Supplied data: Begin

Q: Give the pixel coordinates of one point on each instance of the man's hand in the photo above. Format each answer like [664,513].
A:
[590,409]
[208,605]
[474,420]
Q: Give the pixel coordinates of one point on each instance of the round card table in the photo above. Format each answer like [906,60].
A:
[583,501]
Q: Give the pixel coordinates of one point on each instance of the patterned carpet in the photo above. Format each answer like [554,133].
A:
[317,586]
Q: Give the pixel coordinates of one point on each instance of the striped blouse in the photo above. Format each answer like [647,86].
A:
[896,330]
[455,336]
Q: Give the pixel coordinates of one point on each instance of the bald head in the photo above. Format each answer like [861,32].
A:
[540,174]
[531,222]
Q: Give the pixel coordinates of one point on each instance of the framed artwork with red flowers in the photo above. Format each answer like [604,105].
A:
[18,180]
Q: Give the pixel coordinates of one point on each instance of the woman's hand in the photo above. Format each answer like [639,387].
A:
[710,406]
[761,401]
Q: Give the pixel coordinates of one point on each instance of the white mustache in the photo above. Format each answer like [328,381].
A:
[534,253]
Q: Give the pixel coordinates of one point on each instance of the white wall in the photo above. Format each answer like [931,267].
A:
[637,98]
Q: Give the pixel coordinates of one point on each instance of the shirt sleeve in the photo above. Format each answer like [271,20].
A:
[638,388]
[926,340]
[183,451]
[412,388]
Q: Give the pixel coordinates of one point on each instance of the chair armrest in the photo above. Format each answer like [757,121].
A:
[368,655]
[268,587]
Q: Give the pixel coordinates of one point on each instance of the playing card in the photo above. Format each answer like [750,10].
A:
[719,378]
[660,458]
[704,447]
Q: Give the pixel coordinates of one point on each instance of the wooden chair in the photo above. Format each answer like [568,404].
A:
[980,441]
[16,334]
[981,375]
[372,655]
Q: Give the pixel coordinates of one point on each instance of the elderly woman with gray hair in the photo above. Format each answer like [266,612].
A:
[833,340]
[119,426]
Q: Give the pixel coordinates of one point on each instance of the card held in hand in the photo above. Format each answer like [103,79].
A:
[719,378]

Supplied data: End

Task details → Give back exactly the lines above starting at the line where "answer like [750,10]." appears and ending at the line where "answer like [266,612]." appears, both included, with no other lines.

Task solution →
Q: Give the pixel coordinates of one point on each instance of the playing card in the photo above. Format each answer like [750,10].
A:
[719,378]
[660,458]
[704,447]
Q: Give the pixel coordinates of one point on each instance of the wooden chair in the photo above. Format each answer like [568,404].
A:
[980,441]
[16,334]
[981,375]
[372,655]
Q: Give the pixel coordinates of one point on each instance of the elderly woman with gray hair in the photo above. Format each answer like [266,612].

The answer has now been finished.